(Collected data entries)
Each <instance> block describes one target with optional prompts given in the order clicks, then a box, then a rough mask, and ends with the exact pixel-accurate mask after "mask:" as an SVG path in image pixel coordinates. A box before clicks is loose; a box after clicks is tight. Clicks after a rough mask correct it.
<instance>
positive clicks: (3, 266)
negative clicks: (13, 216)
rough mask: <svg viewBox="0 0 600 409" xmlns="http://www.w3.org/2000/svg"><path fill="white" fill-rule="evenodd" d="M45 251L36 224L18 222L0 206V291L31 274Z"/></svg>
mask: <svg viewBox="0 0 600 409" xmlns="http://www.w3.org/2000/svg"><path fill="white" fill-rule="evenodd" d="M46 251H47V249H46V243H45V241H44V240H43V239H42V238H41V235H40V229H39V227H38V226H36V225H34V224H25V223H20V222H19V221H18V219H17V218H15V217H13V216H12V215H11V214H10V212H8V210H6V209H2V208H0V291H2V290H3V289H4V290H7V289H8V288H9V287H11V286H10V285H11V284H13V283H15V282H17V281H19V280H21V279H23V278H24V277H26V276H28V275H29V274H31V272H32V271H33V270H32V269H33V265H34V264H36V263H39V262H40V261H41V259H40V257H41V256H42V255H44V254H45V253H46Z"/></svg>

**Your objective**
All lines in the data that contain the word "clicks" should be copied.

**Task answer**
Each <instance> block describes one target with optional prompts given in the order clicks, then a box, then a rough mask, and ends with the exact pixel-accurate mask after "mask:" as an SVG path in image pixel coordinates. A box before clicks is loose; a box after clicks is tight. Clicks after a rough mask correct it.
positive clicks: (3, 266)
negative clicks: (13, 216)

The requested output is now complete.